- **Texto fornecido**:
-=-=-

No futuro, todo jornalista terá status de correspondente de guerra.
por Paulo Rosenbaum
Ninguém quer falar, mas agora ela se foi. Um último suspiro. Foi hoje pela manhã. Não divulgaram, mas as tentativas de salva-la, não foram só inúteis: evidenciou toda doença e expôs a desproteção sob a qual vivia.
O estado já era crítico, mas, sempre nos enganamos com a maquiagem e com as expressões suaves. A verdade é que esteve suprimida para não exaltar ainda mais seus sintomas. Mesmo assim, ninguém percebia bem a gravidade da sua situação. Andava doente, mas mantinha a cabeça erguida. Vinha reclamando da população. Num episódio célebre, notou pessoas se escondendo enquanto a mordaça estava sendo apertada contra sua boca. Com uma lesão na garganta não conseguia mais falar como antes. Enrouquecia todos os dias. Engasgava e precisava ter cuidado com as palavras. Mesmo assim, não faltou um só dia para voltar à carga. Se todos estão testemunhando por que não se manifestam? Nunca conseguiu compreender ou aceitar fingimento. A sociedade teria enfim aprendido a cegueira seletiva dos políticos? Chegou a considerar que vivíamos uma epidemia de estoicismo. Não ver ou se recusar a enxergar num mundo cada vez mais vigiado e controlado.
Os alertas iniciais foram dados, ela mesmo se encarregou de acenar. Valores democráticos são frágeis, e tem sempre gente tentada a regular, monitorar e todos sinônimos marotos para driblar a palavra “censura”, costumava dizer. Sem precisar forçar pendia ao bom humor. Tudo era natural nela: a risada, a ironia e a sátira sempre usadas para romper o clima pesado. Tudo se intensificava quando insistiam nas carrancas, lamentos e assuntos sérios. As vezes se questionava. Tinha o direito de ser provocadora? Talvez não, mas isso nunca a intimidava. Era obrigação ser careta? Conter-se na missão de opinar? Defendia-se afirmando o direito de interpretar as notícias e que ela mesma era o último valor pelo qual fazia sentido lutar. Mesmo sem aptidão para profeta, acabou gerando profecias.

-=-=-

- **Dados fornecidos**:
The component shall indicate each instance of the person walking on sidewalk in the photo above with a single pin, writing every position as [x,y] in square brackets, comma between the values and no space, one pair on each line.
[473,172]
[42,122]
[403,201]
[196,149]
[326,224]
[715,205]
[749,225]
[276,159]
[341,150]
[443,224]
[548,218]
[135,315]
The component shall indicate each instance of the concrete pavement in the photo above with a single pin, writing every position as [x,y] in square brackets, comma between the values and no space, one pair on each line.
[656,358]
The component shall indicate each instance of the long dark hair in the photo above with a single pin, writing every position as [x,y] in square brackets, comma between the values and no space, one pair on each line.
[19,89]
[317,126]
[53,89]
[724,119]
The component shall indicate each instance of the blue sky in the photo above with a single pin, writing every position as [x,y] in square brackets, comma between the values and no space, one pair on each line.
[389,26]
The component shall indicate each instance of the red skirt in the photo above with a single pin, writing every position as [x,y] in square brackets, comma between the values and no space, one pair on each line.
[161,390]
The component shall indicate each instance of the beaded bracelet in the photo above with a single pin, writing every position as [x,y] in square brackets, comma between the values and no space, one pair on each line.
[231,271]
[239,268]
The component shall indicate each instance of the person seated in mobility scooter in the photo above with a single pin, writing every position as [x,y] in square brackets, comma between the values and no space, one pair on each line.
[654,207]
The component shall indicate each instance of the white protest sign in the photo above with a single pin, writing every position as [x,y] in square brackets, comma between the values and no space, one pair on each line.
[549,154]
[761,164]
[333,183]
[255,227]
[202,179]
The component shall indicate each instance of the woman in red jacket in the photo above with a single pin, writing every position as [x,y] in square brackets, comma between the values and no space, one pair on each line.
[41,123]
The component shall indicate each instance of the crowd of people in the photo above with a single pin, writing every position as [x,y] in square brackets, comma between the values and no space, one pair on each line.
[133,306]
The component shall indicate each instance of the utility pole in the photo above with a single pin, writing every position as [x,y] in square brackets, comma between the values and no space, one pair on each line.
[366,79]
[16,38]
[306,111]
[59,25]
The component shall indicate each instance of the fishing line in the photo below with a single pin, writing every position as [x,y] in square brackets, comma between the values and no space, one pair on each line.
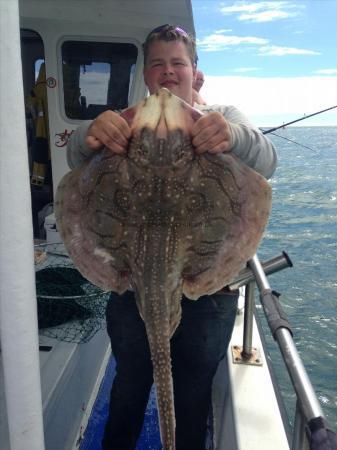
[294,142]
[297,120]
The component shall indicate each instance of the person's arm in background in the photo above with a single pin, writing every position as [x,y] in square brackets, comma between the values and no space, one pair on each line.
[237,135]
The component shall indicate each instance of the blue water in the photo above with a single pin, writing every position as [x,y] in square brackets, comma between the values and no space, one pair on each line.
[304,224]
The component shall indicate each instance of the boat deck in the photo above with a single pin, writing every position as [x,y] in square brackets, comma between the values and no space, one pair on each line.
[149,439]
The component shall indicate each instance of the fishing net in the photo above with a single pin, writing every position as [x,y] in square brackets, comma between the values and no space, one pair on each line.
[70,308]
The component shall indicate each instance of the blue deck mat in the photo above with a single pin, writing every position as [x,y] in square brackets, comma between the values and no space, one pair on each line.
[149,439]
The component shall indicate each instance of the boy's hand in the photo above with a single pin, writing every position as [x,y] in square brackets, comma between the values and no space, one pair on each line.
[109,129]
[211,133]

-=-=-

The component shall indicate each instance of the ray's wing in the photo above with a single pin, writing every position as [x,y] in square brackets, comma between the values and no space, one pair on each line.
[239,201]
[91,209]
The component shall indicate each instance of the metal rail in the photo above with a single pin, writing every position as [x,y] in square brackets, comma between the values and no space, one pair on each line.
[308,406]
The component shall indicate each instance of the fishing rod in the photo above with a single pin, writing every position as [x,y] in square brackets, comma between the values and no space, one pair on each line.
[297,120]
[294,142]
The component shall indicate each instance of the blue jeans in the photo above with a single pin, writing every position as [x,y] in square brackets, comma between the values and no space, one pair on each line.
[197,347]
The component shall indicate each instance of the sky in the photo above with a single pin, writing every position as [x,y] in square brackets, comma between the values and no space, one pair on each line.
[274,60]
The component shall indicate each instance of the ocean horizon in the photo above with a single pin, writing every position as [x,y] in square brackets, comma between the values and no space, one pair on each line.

-=-=-

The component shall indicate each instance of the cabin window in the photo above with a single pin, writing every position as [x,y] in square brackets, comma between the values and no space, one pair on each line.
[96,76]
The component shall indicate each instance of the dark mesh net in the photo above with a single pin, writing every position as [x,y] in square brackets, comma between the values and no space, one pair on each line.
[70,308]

-=-=-

- **Conjunto de tarefas**:
[a] Responda com base no texto fornecido:
(i) Em que momento ela se foi?
(ii) Que lesão a impedia de falar como antes?
(iii) Que recursos ela usava para romper o clima pesado?
[b] No texto fornecido, reescreva em forma de lista o parágrafo que começa com "Os alertas iniciais foram dados", mantendo seus fatos principais.
[c] Apresente a continuação do texto de Paulo Rosenbaum a partir da última frase mostrada.

- **Respostas em ordem**:
[a]
(i) Hoje pela manhã.
(ii) Uma lesão na garganta.
(iii) A risada, a ironia e a sátira.

[b]
- Ela mesma deu os primeiros alertas.
- Dizia que os valores democráticos são frágeis e que sempre há quem queira regular e monitorar, usando sinônimos para evitar a palavra "censura".
- Tinha bom humor natural e usava a risada, a ironia e a sátira para quebrar o clima pesado, sobretudo diante de carrancas, lamentos e assuntos sérios.
- Às vezes se perguntava se tinha o direito de provocar, mas isso nunca a intimidou.
- Defendia o direito de interpretar as notícias e se via como o último valor pelo qual valia a pena lutar.
- Mesmo sem vocação para profeta, acabou gerando profecias.

[c]
Seu leitmotiv? Brincar com a seriedade. Colou na entrada da redação: "quanto mais nos levarmos a sério, mais insanos nos tornamos”. Acusada de irreverente quando deparava com culturas menos liberais, escrevia em seu diário que “Minha exigência? A razão da minha existência? Instigar o raciocínio, a crítica, desafiar e informar sem deixar que nos intimidem”. Contam os mais velhos que, certa vez, cercada por intolerantes de todos os lados, e à beira de um linchamento, saiu-se com essa: “Vocês podem acabar me eliminando, mas se é verdade que os valores subjetivos não morrem, sou como o fantasma que assombra. Piadas em dobro reservadas para aqueles que me perseguem”.
Em meio aos milhares de escritos inacabados, acaba de ser encontrado ao lado do corpo, um estudo que ela, A Liberdade de Expressão, esboçou para o próprio epitáfio: “A realidade é absurda: divirtam-se”.